**Teks Sumber**
################

Pasalnya, utas tersebut menceritakan seorang kekasih yang selama berpacaran melakukan sexual abuse.
Sexual abuse atau pelecehan seksual itu dialami oleh seorang penyintas wanita berinisial R.
R diketahui berpacaran dengan pria berinisial NC selama dua tahun.
Selama itu pula R menjadi sex slave atau budak seks kekasihnya.
Kisah memilukan itu dibagikan R kepada temannya, akun @jerujiemas, yang memviralkan cerita R.
Dalam cerita tersebut, R dihamili dan dipaksa aborsi oleh NC hingga empat kali, selama dua tahun menjalin hubungan.
Parahnya, setiap kali mereka berhubungan seksual, NC tidak ingin memakai alat kontrasepsi atau pengaman.
Baca: Viral Kisah Korban Sexual Abuse oleh Sang Pacar Selama 2 Tahun, Dihamili & Aborsi Sampai Empat Kali
R pun tidak diperbolehkan menggunakan pil KB untuk mencegah kehamilan.
Alasannya, NC tidak ingin adanya efek samping yang berkaitan dengan hormon R.
Alhasil R berulang kali hamil, dan NC pun berulang kali memaksa untuk menggugurkan kandungan.
Upaya yang dilakukan NC adalah dengan memaksa R meminum obat misoprostol, yang dikenal bisa meluruhkan janin.

################

Catatan Tersimpan:
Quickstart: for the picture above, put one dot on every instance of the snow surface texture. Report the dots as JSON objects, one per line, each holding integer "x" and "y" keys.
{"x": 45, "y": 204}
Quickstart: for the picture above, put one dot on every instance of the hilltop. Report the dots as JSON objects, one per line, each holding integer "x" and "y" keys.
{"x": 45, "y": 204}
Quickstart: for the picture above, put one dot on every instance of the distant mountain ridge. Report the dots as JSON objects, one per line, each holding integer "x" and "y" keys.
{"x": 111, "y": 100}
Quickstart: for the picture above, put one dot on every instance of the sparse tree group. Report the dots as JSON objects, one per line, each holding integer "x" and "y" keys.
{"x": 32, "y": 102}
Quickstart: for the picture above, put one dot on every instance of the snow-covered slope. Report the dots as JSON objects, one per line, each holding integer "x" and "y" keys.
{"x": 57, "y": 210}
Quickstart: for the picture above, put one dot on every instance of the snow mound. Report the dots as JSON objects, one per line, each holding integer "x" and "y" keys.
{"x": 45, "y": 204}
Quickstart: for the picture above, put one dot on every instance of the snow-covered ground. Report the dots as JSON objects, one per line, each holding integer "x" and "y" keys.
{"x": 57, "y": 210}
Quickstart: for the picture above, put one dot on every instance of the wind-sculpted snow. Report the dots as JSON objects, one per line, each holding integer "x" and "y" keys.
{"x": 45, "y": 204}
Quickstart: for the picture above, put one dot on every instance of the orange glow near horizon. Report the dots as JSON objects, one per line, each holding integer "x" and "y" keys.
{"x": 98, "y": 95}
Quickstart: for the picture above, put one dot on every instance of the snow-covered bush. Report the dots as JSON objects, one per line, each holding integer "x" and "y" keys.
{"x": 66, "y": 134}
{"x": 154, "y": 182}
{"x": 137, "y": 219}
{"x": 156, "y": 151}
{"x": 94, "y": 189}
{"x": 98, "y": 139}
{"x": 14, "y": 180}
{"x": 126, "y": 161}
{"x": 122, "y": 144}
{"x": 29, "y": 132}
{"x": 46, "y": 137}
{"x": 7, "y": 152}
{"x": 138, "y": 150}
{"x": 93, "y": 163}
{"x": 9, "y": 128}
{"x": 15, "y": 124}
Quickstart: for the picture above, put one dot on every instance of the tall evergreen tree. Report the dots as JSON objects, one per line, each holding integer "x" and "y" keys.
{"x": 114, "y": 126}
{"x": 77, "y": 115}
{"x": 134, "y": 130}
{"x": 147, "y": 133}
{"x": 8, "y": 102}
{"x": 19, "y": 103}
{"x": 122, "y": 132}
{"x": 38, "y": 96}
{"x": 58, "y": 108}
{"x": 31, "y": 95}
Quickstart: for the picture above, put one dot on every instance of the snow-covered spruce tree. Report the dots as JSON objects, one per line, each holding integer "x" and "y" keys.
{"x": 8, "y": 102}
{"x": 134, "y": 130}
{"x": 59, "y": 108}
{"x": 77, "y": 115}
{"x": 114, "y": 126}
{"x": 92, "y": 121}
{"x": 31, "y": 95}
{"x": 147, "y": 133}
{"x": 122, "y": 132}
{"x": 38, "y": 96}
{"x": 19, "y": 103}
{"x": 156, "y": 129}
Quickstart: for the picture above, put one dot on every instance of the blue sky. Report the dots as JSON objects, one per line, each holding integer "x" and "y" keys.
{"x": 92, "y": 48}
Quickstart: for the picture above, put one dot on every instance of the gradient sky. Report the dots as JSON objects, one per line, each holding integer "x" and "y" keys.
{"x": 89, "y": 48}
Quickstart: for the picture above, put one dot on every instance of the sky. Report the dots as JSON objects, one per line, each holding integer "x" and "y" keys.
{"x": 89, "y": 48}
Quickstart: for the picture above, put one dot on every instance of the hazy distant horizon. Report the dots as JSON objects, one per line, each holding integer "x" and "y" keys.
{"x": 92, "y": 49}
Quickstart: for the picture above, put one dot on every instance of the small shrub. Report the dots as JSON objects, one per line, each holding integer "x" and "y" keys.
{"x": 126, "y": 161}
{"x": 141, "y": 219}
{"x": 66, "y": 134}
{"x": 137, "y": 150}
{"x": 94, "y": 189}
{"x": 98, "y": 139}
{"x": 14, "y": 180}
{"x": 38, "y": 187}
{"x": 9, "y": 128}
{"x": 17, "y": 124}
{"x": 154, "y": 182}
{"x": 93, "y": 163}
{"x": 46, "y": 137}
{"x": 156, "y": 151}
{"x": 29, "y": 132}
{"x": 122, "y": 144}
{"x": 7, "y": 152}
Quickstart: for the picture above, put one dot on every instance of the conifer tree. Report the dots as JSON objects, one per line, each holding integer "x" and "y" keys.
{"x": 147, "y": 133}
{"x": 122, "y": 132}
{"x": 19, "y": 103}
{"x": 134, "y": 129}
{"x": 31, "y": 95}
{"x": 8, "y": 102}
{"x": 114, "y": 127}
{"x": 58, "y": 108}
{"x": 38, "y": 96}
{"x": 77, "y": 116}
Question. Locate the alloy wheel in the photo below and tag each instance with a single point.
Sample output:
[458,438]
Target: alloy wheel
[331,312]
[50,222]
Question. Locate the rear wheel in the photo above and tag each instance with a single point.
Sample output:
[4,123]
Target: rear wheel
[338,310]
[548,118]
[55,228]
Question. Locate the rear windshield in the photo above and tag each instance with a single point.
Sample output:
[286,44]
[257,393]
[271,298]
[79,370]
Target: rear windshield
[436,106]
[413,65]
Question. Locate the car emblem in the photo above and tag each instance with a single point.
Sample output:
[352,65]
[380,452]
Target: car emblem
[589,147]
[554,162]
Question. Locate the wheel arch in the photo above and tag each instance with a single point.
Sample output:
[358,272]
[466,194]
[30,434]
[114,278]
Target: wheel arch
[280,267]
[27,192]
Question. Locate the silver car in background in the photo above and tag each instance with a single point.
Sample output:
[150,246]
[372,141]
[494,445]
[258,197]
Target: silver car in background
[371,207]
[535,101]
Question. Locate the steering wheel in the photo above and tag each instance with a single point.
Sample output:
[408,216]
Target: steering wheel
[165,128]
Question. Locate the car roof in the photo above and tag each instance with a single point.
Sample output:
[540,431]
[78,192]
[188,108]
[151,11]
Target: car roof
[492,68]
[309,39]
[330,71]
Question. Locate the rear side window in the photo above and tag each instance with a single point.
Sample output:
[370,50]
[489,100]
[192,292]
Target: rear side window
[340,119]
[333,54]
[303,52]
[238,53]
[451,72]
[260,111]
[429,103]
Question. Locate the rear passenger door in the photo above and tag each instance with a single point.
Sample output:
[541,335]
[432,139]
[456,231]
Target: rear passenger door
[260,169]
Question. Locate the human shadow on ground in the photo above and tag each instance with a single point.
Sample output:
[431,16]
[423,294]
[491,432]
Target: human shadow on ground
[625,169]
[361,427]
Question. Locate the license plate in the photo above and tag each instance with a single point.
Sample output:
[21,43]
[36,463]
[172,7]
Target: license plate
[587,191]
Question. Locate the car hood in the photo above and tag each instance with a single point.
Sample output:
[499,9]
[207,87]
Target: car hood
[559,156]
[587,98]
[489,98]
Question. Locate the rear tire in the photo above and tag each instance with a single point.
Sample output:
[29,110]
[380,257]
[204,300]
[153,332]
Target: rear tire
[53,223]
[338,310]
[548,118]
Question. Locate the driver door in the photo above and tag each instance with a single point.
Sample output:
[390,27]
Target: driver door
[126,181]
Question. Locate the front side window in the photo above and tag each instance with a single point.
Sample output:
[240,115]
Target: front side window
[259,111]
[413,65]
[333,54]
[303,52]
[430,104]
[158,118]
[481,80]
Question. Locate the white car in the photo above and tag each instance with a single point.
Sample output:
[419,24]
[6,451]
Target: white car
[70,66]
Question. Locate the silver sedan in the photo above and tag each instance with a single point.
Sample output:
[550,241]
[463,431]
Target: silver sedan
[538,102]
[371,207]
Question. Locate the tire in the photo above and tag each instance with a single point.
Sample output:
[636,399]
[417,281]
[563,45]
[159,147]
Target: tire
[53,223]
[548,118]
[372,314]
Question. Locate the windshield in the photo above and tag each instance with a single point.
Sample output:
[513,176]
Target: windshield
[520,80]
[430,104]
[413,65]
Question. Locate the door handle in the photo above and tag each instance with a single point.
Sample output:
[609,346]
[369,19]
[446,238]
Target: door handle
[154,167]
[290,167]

################

**Tugas Anda**
1. Jawablah pertanyaan berikut berdasarkan teks tentang kisah R.
(a) Berapa lama R berpacaran dengan NC?
(b) Apa alasan NC melarang R menggunakan pil KB?
(c) Obat apa yang dipaksa NC untuk diminum R?
2. Lanjutkan teks tentang kisah R dan NC mulai setelah kalimat terakhirnya.

**Jawaban Latihan**
1.
(a) Selama dua tahun.
(b) NC tidak ingin adanya efek samping yang berkaitan dengan hormon R.
(c) Obat misoprostol.

2.
Dalam cuitan panjangnya, R yang kondisinya tengah mengandung ini, segera mendatangi dokter karena pendarahan yang ia alami.
"Dokter memberitahu kepada saya bahwa mengkonsumsi misoprostol sendiri sesuai dosis itu sangat berbahaya."
"Apalagi saya telah mengkonsumsi lebih dari yang disarankan (8 biji) tanpa resep dokter."
"Dan jika saya mengkonsumsinya lagi, hal itu dapat merusak rahim saya dan dapat membunuh saya akibat kehilangan darah yang terlalu banyak," tulis R dalam utas @jerujiemas.
Kini, penyintas R tengah berjuang sendirian untuk mempertahankan janinnya.
Meski desakan untuk menggugurkan kandungan dari keluarga kekasihnya, NC, masih amat kuat.
Kisah pilu tentang penyintas R yang menjadi korban pelecehan seksual selama dua tahun pun menjadi viral di jagat maya.
Hingga Minggu (22/3/2019), cuitan tersebut telah di retweet sebanyak 50 ribu dan disukai 70 ribu warganet di Twitter.
Namun cuitan tersebut telah menghilang di Twitter karena akun @jerujiemas telah mengganti akunnya menjadi akun pribadi.

Baca: Puluhan Wanita Mengadukan Aksi Pelecehan Seksual Harvey Weinstein, Produser Film Ini Sempat Berkelit
Lantas bagaimana tanggapan Psikolog atas kasus yang dialami oleh penyintas R?
Psikolog Iis Amalia yang biasa berpraktik di Pelayanan Terpadu Penanganan Kekerasan Terhadap Perempuan dan Anak Berbasis Gender Seruni, Semarang, Jawa Tengah menekankan pentingnya 'consent' atau persetujuan dalam berhubungan.
"Wanita itu perlu tahu consent, perlu tahu bagaimana melakukan hubungan yang aman," tutur Iis kepada Tribunnews, Minggu (22/3/2020).
"Harus ada persetujuan kedua belah pihak (jika ingin melakukan hubungan seksual -red)," lanjut Iis.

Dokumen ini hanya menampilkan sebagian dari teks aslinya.